● TASK BRIEF
Bring together every line in the data that includes "bush".

(Records from a dataset)

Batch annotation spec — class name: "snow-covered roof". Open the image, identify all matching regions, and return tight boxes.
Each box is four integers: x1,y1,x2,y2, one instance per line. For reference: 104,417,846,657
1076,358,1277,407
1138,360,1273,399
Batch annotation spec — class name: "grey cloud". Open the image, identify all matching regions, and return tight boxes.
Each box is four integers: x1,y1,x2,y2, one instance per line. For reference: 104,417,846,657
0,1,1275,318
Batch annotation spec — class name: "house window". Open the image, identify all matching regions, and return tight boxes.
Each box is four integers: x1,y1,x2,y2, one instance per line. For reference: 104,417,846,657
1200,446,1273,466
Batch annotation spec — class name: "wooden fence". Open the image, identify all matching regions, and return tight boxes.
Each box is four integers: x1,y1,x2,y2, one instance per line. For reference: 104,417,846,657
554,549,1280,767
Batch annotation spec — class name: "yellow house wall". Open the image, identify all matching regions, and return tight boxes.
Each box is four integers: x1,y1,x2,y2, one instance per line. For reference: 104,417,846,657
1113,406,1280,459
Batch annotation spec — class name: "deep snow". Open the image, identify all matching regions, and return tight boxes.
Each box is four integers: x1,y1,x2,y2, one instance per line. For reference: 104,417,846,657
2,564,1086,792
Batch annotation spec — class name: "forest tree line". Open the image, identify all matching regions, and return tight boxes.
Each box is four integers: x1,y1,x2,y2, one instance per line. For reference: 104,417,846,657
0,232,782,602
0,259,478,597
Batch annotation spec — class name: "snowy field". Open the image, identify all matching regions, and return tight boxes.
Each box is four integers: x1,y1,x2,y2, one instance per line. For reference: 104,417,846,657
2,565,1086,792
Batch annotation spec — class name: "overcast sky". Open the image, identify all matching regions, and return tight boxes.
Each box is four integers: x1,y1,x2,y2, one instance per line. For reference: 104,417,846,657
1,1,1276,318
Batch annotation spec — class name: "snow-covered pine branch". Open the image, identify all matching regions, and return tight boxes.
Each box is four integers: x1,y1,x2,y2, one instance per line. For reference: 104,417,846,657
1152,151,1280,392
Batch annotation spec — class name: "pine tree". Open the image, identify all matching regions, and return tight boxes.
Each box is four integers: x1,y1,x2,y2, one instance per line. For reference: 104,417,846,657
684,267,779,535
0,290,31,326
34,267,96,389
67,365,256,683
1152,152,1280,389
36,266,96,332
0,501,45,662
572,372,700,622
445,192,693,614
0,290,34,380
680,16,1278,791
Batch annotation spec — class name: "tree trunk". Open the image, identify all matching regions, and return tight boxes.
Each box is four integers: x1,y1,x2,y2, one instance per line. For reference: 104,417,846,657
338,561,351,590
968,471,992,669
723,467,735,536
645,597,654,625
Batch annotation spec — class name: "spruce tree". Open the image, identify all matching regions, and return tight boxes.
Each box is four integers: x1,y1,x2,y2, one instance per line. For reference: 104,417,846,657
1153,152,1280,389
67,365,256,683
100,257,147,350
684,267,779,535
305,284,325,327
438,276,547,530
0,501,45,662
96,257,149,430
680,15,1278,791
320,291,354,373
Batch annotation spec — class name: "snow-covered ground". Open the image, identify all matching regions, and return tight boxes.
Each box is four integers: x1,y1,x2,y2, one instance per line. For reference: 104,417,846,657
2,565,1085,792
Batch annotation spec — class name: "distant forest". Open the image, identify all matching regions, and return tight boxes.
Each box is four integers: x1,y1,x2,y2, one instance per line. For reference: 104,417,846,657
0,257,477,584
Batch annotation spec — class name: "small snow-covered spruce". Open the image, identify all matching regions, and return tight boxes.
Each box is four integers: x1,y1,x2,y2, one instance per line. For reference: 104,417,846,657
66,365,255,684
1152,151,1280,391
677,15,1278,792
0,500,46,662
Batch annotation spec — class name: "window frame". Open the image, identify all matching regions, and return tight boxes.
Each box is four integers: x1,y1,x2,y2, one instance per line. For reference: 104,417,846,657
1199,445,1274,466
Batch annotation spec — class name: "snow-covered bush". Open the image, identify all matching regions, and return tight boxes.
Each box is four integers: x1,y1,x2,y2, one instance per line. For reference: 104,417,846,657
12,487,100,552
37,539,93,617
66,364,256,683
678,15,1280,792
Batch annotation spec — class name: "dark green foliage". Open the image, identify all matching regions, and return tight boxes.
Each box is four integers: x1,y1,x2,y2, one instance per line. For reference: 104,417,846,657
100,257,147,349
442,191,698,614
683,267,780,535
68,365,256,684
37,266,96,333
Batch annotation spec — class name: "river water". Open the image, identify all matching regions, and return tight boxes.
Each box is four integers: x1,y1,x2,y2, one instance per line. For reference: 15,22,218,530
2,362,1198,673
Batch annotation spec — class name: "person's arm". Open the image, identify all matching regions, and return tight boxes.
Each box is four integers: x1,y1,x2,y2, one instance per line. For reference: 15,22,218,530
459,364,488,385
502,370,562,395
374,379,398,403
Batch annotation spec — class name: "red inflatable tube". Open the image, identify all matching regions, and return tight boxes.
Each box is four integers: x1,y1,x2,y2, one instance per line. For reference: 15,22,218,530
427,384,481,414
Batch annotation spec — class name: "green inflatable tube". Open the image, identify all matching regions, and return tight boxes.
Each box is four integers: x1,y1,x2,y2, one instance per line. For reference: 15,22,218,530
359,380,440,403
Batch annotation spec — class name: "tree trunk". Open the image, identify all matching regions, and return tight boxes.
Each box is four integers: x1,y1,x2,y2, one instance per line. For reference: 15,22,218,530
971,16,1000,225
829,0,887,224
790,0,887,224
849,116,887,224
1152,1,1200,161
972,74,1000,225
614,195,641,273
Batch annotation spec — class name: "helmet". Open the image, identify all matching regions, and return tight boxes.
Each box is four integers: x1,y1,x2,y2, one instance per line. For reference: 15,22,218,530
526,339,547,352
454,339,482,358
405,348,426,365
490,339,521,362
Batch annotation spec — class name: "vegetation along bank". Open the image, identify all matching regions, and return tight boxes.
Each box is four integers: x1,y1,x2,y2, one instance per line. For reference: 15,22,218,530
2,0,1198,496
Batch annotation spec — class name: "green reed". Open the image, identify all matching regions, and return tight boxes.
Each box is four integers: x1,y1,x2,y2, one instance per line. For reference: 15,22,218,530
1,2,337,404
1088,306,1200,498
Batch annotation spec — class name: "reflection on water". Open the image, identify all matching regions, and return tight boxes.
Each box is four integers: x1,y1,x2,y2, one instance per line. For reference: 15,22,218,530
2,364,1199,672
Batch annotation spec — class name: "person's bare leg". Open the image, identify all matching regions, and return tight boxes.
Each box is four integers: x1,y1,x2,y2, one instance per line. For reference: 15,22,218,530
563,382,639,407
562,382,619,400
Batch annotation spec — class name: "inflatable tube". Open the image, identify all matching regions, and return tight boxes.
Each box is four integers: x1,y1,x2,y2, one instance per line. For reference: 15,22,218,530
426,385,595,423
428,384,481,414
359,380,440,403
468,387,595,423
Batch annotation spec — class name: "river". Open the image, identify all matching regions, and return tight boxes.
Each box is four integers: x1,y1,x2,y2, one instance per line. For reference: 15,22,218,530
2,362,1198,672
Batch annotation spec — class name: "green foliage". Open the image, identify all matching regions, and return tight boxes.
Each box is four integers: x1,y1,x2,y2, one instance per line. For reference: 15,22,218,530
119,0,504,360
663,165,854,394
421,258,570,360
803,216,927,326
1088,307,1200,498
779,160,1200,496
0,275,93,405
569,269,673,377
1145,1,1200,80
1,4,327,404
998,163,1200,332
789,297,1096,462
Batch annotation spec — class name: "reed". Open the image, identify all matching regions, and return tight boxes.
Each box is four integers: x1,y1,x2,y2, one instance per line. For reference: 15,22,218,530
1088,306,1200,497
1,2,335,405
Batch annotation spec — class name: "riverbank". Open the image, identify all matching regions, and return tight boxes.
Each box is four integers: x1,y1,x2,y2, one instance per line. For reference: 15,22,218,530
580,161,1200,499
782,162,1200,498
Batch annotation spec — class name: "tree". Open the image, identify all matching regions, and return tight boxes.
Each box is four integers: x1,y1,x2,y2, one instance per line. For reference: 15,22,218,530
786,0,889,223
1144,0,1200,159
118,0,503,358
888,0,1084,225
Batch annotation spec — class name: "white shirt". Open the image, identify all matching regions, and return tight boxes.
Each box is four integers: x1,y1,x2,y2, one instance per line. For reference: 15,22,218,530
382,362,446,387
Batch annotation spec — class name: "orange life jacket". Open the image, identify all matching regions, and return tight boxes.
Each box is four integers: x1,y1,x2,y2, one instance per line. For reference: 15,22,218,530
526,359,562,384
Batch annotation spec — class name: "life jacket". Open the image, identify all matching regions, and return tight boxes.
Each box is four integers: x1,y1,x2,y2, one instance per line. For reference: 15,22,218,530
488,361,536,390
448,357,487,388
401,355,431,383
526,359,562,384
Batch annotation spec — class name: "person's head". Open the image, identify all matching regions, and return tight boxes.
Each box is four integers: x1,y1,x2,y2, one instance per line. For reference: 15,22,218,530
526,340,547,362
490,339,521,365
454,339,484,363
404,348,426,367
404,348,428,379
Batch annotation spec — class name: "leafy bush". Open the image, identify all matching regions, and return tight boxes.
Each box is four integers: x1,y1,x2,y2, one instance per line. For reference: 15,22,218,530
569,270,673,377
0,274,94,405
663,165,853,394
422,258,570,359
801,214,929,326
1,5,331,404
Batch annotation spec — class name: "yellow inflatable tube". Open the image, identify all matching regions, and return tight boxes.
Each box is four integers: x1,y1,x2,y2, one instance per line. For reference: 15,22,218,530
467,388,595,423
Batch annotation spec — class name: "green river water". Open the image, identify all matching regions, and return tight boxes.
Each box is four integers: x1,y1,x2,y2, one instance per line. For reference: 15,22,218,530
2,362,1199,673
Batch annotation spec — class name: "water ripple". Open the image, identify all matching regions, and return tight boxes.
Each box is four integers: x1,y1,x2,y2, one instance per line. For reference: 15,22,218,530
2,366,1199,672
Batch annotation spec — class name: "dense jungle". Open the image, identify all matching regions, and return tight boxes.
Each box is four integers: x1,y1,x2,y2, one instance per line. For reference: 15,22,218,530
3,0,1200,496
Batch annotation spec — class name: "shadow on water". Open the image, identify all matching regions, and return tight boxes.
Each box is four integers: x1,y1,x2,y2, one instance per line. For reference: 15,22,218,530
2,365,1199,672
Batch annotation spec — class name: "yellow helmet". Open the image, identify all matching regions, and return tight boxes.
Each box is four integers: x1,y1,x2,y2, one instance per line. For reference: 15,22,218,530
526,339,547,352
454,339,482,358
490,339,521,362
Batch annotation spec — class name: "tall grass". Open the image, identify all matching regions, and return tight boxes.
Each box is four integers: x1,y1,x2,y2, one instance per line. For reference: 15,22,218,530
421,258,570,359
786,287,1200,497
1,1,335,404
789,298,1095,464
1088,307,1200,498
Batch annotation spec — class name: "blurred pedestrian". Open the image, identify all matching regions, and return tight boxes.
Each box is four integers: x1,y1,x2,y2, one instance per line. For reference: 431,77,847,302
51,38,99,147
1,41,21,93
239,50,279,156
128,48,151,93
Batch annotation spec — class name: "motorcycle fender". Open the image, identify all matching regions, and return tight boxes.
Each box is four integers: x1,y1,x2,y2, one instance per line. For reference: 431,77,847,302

● TASK RESPONSE
Batch annotation spec — class name: "snow-covered bush". Open the image, identify all matching regions, and return tight boxes.
Batch annotation spec — class name: "leafy bush". Open the image, identify all matching regions, and return tight boxes.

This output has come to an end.